Segment Start: Source extract

When Staff Sgt. Alberto Martinez appears in court, it likely will take less than an hour for a military judge to complete the arraignment of the only soldier known to be charged with "fragging" — or killing his superior officer — during the Iraq war.

The brevity of the hearing does not matter to the widows of Capt. Phillip Esposito and 1st Lt. Louis Allen. They planned to be at North Carolina's Fort Bragg on Friday, having driven hundreds of miles to face Martinez.

"My husband started the process of holding Martinez accountable for his actions and I'm going to finish it for him," Barbara Allen said. "Every time he walks into a courtroom, he needs to walk past me."

Esposito, 30, of Suffern, N.Y., was Martinez's company commander in the 42nd Infantry Division of the New York National Guard. Allen, 34, of Milford, Pa., was the company's operations officer.

Allen said her husband was working with Esposito to stop black market sales of military equipment when the men were wounded on June 7, 2005, by grenades and a mine that exploded in Esposito's room at one of Saddam Hussein's former palaces. The men died the next day at a base near Tikrit.

Segment End: Source extract

Resume the news report on the Fort Bragg arraignment of Staff Sgt. Alberto Martinez, starting after its last sentence. The material that comes next is not used for anything here.

Segment Start: Records shown

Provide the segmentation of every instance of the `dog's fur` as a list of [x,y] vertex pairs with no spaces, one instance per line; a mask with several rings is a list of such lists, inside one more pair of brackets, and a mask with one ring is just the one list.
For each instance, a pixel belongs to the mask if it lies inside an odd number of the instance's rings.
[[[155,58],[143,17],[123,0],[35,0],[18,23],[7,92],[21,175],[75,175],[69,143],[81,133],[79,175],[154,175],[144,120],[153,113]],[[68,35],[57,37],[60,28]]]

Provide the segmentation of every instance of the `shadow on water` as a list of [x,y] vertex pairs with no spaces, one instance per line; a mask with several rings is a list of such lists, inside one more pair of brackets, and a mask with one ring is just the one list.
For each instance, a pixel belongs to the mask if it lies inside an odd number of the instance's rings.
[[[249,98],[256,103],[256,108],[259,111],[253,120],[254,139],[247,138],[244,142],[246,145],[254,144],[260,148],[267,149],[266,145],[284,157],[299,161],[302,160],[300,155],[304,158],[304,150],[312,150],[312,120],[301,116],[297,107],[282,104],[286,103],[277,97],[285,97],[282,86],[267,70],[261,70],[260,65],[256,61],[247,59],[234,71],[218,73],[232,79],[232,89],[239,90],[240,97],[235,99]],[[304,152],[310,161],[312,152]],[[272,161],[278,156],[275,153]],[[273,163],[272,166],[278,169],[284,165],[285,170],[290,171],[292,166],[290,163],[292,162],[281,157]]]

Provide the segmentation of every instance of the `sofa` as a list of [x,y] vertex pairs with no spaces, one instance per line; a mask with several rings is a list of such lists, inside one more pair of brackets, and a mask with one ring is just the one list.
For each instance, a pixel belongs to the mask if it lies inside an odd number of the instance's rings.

Segment End: Records shown
Segment Start: Records shown

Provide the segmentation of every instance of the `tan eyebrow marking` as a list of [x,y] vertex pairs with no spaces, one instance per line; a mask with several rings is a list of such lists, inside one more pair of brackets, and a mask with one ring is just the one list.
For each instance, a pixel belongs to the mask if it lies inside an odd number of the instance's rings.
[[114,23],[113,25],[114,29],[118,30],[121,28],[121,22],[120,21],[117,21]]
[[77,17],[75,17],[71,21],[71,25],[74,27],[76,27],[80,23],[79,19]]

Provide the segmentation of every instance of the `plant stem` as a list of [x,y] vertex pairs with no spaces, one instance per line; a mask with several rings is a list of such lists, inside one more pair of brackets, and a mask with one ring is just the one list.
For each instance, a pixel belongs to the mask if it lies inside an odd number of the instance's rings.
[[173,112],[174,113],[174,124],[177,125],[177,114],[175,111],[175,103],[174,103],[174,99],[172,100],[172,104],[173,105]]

Segment End: Records shown

Answer space >>
An Army captain testified at a hearing last year in Kuwait that Martinez, 39, of Troy, N.Y., twice told him he hated Esposito and was going to "frag" him, using the Vietnam War term that refers to a soldier killing a superior.

Martinez faces a possible death sentence if found guilty of premeditated murder.

He is also charged with illegally giving government printers to an Iraqi, who has testified that he sold them for about $800, and failing to obey orders prohibiting possession of a private firearm, alcohol and explosives.

"It's not forgotten," said Barbara Allen, who is raising the couple's four young sons. "I need to see for myself that things are being done."

Siobhan Esposito, who has a 3-year-old daughter, said she wants to attend the hearing to "demand our leaders to require higher standards for those that are allowed to wear the uniform because they represent who we are as a country."

The case is the only known incident of "fragging" during the war in Iraq, said Col. Billy Buckner, a spokesman for the Army's 18th Airborne Corps.

There has been at least one other case of a soldier killing fellow Americans during the war. Last year, a jury at Fort Bragg sentenced 101st Airborne Division Sgt. Hasan Akbar to death for killing two officers and wounding 14 soldiers in a March 2003 attack during which he threw grenades into troop tents and fired on soldiers.

Akbar, the first soldier tried for killing another soldier in wartime since the Vietnam era, said he was upset that American troops would kill fellow Muslims.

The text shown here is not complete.